What needs to be done: Can you repeat the lines starting at the one containing "For the region" and ending at the one containing "box: [103, 546, 130, 574]", swapping "SVG path" for "SVG outline" and leaving everything else unchanged?

Given data:
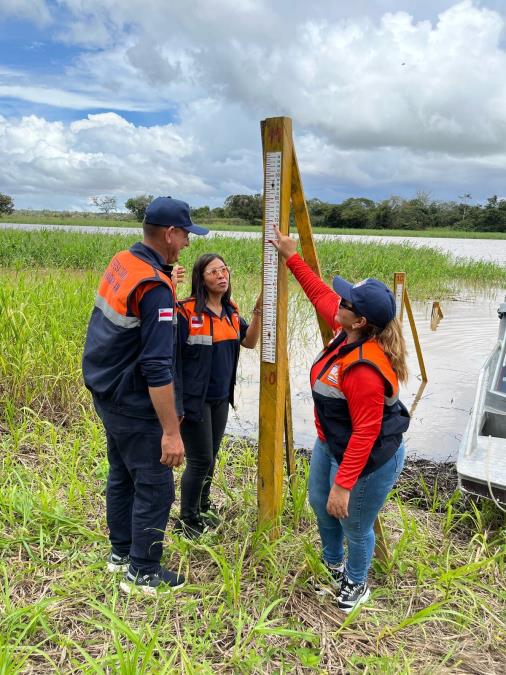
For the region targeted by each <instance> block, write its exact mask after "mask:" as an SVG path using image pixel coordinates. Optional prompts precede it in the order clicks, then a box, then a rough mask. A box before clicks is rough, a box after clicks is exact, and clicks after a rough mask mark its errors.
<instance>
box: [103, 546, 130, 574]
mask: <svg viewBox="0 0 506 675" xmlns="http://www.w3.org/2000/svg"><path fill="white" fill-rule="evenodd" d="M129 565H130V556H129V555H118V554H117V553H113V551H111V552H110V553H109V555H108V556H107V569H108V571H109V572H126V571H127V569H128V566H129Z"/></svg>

--

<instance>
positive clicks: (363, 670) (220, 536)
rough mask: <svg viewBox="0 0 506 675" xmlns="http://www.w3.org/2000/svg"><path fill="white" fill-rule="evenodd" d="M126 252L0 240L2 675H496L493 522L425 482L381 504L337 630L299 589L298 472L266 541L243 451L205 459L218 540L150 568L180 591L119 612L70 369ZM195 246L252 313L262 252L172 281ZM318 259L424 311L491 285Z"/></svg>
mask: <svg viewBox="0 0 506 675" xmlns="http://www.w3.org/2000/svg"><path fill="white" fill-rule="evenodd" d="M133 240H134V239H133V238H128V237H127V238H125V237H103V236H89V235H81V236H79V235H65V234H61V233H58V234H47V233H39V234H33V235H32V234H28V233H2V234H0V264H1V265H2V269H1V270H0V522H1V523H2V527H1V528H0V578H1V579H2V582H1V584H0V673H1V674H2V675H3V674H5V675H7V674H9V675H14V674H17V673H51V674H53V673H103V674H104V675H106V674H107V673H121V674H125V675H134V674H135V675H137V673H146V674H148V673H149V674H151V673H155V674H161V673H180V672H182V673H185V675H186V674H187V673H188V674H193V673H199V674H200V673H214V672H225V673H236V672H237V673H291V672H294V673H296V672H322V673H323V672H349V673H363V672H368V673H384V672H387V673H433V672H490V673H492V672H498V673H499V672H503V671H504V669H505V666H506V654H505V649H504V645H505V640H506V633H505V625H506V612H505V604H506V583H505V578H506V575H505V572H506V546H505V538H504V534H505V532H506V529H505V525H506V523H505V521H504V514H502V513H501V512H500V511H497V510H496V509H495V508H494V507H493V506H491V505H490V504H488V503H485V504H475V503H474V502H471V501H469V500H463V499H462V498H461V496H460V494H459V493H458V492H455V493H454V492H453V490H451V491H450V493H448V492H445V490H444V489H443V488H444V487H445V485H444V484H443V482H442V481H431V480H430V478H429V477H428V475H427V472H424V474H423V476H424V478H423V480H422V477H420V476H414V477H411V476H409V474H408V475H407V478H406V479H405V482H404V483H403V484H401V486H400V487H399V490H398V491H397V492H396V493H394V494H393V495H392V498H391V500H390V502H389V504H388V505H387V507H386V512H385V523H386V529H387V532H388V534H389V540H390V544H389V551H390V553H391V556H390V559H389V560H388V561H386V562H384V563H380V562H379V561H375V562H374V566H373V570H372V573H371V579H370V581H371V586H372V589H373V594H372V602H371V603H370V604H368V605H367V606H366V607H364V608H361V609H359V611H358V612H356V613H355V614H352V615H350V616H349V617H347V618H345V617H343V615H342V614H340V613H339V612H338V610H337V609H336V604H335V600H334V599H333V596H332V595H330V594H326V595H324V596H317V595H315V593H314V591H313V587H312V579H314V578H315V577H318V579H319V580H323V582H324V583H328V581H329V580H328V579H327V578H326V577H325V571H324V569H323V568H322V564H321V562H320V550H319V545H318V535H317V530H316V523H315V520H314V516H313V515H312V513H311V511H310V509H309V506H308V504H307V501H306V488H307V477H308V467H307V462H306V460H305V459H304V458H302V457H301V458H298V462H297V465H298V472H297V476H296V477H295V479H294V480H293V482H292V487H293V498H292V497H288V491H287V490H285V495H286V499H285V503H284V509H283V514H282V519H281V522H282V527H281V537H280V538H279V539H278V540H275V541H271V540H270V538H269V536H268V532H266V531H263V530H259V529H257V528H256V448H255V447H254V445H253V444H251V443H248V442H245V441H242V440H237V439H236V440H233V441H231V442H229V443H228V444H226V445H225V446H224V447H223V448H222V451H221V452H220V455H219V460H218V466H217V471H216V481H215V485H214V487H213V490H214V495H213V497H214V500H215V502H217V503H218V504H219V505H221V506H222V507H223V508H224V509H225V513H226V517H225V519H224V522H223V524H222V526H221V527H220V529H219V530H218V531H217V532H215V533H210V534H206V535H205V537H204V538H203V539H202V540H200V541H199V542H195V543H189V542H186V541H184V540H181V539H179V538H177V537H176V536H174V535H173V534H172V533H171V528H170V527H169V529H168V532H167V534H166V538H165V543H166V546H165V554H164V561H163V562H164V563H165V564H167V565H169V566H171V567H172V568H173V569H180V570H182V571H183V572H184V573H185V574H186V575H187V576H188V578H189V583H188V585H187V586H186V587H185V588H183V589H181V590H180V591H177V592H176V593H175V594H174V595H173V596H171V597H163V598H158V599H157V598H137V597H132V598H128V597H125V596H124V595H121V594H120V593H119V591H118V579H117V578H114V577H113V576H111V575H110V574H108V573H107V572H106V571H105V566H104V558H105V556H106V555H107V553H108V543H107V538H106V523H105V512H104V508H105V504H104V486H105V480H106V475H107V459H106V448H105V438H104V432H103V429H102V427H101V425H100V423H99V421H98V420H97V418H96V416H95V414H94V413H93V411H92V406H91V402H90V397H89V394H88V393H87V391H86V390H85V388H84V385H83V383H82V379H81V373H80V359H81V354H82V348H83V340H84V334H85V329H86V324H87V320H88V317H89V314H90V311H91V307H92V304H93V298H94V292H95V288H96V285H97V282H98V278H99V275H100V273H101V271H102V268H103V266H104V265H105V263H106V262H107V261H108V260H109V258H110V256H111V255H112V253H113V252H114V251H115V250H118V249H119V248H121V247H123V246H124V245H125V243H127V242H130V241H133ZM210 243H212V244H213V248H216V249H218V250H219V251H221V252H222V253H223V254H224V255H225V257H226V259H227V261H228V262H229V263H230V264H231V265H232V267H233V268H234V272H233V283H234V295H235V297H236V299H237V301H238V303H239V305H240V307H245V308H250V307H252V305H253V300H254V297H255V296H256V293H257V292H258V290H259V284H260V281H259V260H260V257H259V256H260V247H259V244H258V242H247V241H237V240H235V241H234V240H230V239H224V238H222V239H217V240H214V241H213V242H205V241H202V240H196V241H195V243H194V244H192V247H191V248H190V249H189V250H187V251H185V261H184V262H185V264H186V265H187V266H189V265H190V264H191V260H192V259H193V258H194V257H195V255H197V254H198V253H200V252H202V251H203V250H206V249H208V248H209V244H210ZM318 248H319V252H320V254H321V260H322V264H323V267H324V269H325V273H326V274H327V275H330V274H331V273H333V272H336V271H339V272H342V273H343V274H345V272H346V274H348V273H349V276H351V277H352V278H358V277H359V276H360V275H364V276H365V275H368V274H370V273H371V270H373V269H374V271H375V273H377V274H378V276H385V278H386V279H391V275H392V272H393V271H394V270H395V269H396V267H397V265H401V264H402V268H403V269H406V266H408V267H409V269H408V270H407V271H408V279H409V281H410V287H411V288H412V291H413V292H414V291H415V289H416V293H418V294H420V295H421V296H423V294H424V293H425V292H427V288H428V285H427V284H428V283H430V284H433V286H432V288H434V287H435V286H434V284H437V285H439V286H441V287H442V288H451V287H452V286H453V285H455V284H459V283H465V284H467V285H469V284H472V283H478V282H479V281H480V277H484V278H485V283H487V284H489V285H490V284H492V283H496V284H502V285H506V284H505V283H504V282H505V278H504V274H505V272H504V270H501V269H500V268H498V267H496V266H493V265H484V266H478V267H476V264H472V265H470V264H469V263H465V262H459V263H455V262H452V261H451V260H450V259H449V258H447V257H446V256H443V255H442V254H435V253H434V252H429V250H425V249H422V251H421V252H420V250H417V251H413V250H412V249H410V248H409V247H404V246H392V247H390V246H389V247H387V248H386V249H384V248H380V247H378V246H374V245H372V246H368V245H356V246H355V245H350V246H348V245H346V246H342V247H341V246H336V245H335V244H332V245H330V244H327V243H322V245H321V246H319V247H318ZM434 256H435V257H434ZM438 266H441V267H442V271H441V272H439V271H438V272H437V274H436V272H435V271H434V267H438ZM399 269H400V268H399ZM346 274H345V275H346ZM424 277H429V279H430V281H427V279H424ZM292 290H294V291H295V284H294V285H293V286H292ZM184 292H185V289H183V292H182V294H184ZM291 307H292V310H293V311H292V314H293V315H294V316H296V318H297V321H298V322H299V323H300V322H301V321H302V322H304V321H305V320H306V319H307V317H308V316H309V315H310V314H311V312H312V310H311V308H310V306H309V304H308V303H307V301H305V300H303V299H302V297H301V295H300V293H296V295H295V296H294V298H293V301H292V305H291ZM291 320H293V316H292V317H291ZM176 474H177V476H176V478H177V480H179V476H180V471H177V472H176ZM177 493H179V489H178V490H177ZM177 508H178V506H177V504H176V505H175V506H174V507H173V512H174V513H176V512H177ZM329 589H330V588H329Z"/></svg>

Response to this task:
For the region targeted by each <instance> block, write its exact mask after "mask:" as an SVG outline using image pixel coordinates. Optional prompts precede it in the order clicks, then a box, then a rough mask. A box before clicks is rough, a box after clicks is exact, and clicks after a rough mask mark its errors.
<instance>
box: [103, 546, 130, 574]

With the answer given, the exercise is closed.